Text to read:
________

Wild carrot flowers, by Ceridwen
But most noticeable were the wild carrots. Driving down, in a service stop, I saw a bank completely covered with huge specimens with great heads of creamy white-pink bloom. The cliffs and clifftop meadows were also full of them, and it was interesting how they varied from the big and lush to miniaturised; and their seed heads which transform into that interesting furry cup form, ranged from the size of a fist to a 10p piece.

August
North Cornwall hedges
The stone chevrons of the cliffside ‘Cornish hedges’ were covered with great bosomy mounds of thrift. I had not seen them grow so prominent before, nor realised that they seem to develop like coral, growing on the outer surface of the mound which they have created over time. This was visible where the mounds had died back and left just the browned bases.Dotted through the thrift were scabious and sheep’s bit scabious - the mesmerising deep blue of a newborn baby’s eyes...

August
Modern life
On my recent Cornish cliff walks, I saw many young people in the midst of all that natural splendour, walking along while looking only at their Ipads, Smartphones, whatever. I have to say it made my blood boil, and the urge to MARCH up to them, to TEAR the offending electronics from their grasp, and to HURL it over the cliff - was almost irresistable...

September
Silly season question
A silly-season question: Darwin's wonderful and thought provoking book, 'The Expression of the Emotions in Man and Animal', covers a list of expressions that have been found ubiquitous in humankind, and tries to trace their origin in animal behaviour. You'll find all the ones you'd expect there, but sometimes I can think of others and wonder if any work has been done on them. For instance, expressing extreme irritation at someone else by clicking ones tongue and rolling ones eyes? In the Caribbean the former is called 'suckteef', and I think it's probably international in some form or other. At a slight tangent, when toddlers are extremely annoyed they forcibly protrude their lower lip in a ferocious pout; however we seem to outgrow that one and substitute a more adult scowl - the female sexy pout is really a reprise of the child. So, any other contributions?

________

Listed records:
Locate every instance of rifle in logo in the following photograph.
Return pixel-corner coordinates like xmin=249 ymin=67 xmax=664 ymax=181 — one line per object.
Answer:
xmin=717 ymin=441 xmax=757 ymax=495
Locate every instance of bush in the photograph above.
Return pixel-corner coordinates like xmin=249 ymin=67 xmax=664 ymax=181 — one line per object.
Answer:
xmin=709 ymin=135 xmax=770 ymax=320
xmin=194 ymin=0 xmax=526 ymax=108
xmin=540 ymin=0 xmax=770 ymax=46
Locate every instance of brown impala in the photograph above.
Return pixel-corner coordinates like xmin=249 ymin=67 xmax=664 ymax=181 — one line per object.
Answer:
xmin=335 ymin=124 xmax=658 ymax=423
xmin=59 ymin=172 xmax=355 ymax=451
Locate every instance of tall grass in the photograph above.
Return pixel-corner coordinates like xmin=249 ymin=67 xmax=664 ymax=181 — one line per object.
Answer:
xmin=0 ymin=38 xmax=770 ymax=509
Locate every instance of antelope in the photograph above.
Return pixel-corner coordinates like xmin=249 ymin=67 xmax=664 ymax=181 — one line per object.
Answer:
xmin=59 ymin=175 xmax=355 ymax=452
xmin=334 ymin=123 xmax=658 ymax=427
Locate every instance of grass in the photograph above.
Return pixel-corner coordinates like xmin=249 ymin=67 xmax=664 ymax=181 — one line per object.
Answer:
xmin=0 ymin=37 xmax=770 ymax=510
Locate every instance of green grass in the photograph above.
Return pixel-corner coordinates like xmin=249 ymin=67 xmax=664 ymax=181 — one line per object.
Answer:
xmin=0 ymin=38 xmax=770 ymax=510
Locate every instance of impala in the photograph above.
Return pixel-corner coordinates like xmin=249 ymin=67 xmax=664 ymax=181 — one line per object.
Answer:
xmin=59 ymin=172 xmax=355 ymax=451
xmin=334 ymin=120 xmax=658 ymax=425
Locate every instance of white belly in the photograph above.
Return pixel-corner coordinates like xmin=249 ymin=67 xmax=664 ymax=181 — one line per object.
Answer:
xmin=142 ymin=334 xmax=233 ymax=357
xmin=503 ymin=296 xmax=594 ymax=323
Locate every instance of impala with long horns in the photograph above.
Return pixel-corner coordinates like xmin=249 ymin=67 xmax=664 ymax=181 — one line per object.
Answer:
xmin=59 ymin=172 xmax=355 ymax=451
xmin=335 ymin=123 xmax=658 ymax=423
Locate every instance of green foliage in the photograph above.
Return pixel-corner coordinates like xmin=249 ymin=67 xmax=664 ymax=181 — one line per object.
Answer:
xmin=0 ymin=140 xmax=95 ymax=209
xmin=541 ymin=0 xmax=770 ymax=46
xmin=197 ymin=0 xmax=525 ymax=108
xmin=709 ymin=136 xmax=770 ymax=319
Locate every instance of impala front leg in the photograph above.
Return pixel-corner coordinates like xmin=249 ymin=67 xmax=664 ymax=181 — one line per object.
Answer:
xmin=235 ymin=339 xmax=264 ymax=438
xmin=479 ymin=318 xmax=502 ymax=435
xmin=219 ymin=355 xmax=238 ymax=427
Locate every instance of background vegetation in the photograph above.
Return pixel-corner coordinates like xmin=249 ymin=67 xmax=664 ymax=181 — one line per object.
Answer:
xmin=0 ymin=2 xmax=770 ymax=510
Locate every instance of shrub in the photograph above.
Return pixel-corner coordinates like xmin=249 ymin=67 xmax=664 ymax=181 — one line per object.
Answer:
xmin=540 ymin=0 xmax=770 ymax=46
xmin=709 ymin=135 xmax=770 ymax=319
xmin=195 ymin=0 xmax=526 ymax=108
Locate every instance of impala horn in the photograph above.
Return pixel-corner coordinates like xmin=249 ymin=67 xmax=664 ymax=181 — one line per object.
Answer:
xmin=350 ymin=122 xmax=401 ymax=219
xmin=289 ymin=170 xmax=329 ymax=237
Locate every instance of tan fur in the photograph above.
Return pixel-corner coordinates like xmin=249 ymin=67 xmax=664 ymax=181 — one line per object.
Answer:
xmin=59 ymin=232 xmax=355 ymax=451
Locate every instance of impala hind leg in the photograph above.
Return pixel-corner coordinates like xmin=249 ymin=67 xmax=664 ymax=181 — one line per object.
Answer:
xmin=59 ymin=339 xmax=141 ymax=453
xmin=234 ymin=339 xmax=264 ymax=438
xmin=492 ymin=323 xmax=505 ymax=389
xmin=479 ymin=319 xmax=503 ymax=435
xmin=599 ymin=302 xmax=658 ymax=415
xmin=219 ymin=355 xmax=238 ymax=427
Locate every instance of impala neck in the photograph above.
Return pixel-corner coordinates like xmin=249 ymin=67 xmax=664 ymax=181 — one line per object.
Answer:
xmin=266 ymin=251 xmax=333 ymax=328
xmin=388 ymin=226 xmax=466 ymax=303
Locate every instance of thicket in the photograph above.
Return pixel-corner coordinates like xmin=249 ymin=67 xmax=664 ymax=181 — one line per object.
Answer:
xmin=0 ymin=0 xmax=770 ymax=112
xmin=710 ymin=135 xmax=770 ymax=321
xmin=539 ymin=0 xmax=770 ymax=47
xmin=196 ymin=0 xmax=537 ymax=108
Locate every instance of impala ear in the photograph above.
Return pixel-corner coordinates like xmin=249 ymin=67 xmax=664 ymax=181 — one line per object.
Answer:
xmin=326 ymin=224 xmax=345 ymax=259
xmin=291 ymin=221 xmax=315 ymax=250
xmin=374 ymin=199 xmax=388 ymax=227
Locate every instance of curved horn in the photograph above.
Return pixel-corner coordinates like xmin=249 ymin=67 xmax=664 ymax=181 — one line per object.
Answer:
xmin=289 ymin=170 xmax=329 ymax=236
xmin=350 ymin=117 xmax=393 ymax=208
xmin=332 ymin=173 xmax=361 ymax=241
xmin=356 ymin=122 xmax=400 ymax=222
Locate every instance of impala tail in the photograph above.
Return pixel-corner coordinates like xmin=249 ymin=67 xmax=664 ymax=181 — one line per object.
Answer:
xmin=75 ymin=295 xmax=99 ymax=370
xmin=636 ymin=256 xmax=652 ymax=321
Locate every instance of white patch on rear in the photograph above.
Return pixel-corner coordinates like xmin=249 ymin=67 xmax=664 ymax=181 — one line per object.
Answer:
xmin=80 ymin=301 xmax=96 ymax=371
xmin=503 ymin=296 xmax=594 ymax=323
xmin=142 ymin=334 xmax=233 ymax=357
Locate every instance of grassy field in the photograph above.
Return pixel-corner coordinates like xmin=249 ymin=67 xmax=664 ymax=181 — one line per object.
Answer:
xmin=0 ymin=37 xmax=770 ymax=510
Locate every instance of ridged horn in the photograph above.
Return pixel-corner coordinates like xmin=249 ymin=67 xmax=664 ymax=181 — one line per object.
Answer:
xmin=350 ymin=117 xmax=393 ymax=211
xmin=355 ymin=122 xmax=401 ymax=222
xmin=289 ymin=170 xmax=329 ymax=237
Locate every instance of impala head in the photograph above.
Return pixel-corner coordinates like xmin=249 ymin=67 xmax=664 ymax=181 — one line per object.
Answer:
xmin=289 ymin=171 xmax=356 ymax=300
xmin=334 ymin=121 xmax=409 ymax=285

________

From the nature notes, pull out the passage from "Wild carrot flowers, by" up to and including "a 10p piece.", copied word for word.

Wild carrot flowers, by Ceridwen
But most noticeable were the wild carrots. Driving down, in a service stop, I saw a bank completely covered with huge specimens with great heads of creamy white-pink bloom. The cliffs and clifftop meadows were also full of them, and it was interesting how they varied from the big and lush to miniaturised; and their seed heads which transform into that interesting furry cup form, ranged from the size of a fist to a 10p piece.